* [WHAT YOU ARE ASKED TO DO]
What you give back must match the data below character for character.

[Text-to-region grounding data]
BEGIN

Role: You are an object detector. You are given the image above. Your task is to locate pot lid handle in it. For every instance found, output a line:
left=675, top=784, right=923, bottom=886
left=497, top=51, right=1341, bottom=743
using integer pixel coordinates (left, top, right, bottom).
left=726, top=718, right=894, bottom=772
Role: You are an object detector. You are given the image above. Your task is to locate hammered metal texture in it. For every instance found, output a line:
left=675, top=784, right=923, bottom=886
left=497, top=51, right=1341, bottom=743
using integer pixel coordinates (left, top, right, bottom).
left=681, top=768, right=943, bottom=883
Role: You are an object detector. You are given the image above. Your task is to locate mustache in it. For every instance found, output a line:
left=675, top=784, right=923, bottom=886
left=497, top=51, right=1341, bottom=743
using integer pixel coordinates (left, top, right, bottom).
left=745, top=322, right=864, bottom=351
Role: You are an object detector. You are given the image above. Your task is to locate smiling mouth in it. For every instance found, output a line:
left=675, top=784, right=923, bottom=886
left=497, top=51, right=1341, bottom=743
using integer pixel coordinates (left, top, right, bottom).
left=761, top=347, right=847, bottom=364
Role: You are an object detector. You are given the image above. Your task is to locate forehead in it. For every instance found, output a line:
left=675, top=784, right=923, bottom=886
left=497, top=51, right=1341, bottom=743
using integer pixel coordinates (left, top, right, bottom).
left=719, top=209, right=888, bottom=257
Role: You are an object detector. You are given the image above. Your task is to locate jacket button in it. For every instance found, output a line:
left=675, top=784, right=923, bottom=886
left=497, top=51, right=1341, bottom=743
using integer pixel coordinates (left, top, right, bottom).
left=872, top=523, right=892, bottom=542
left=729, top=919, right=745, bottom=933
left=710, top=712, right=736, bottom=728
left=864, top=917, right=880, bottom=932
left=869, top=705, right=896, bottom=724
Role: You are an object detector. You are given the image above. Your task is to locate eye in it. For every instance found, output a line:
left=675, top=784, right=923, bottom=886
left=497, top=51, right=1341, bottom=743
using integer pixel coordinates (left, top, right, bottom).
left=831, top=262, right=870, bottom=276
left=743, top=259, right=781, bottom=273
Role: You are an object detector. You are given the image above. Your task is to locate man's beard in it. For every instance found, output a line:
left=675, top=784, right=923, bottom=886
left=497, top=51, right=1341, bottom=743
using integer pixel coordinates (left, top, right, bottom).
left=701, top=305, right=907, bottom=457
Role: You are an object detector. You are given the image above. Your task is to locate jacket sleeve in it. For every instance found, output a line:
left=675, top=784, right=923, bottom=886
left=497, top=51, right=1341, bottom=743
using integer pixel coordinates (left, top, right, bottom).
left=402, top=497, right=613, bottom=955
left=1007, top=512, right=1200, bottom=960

END

* [REPLY TO THE EXERCISE]
Role: You are an object detector. You are given the image above. Your task is to locate pot lid handle in it. For every instance found, output a line:
left=675, top=784, right=923, bottom=886
left=497, top=51, right=1341, bottom=743
using integer pixel coordinates (left, top, right, bottom).
left=726, top=718, right=894, bottom=772
Role: You are an object detector. You are given the image above. Your task is to locate hammered metal texture in it. For every instance found, output a line:
left=675, top=784, right=923, bottom=886
left=497, top=51, right=1341, bottom=743
using integer pixel coordinates (left, top, right, bottom).
left=681, top=768, right=943, bottom=883
Role: You are an object detector. You are given the image above. Your task is to locate mustache in it. For every instance found, output a line:
left=675, top=784, right=923, bottom=886
left=497, top=51, right=1341, bottom=743
using integer pixel coordinates (left, top, right, bottom).
left=745, top=322, right=864, bottom=351
Role: You are an object detector. You are given the image above. Your task is to locate smiling mouth in it. For every instance found, output a line:
left=675, top=784, right=923, bottom=886
left=497, top=51, right=1341, bottom=743
using integer pixel coordinates (left, top, right, bottom).
left=761, top=347, right=847, bottom=364
Role: You are an object detector. You are given the image above. Your task is to locate forehead in it. For every instance found, output a line:
left=675, top=784, right=923, bottom=886
left=497, top=51, right=1341, bottom=743
using integer pixel coordinates (left, top, right, bottom).
left=719, top=209, right=888, bottom=257
Role: You are an object detector. You are given the image above. Your task is to locate jacket button in it. For every instance found, output a line:
left=675, top=784, right=923, bottom=886
left=497, top=51, right=1341, bottom=743
using integer pixel coordinates (left, top, right, bottom).
left=872, top=523, right=892, bottom=542
left=729, top=919, right=745, bottom=933
left=710, top=712, right=736, bottom=728
left=864, top=917, right=880, bottom=932
left=869, top=705, right=896, bottom=724
Role: You are an object detector. You are given the image above. Your task is to locate eye in it. For every instance found, output a line:
left=675, top=784, right=923, bottom=886
left=497, top=51, right=1341, bottom=743
using integer pixel coordinates (left, top, right, bottom).
left=831, top=262, right=870, bottom=276
left=743, top=259, right=781, bottom=273
Role: You are an object detector. You are given the image above. Your task is to locate man's beard in it. For every instance found, output a line:
left=675, top=784, right=923, bottom=886
left=497, top=51, right=1341, bottom=743
using integer pixel coordinates (left, top, right, bottom).
left=701, top=305, right=907, bottom=457
Role: You are an object detector. You are given the image above. Your task is to locate jacket sleeve in it. For every instance found, output a line:
left=675, top=784, right=923, bottom=886
left=497, top=51, right=1341, bottom=743
using integer pixel coordinates (left, top, right, bottom).
left=402, top=497, right=613, bottom=955
left=1007, top=512, right=1200, bottom=960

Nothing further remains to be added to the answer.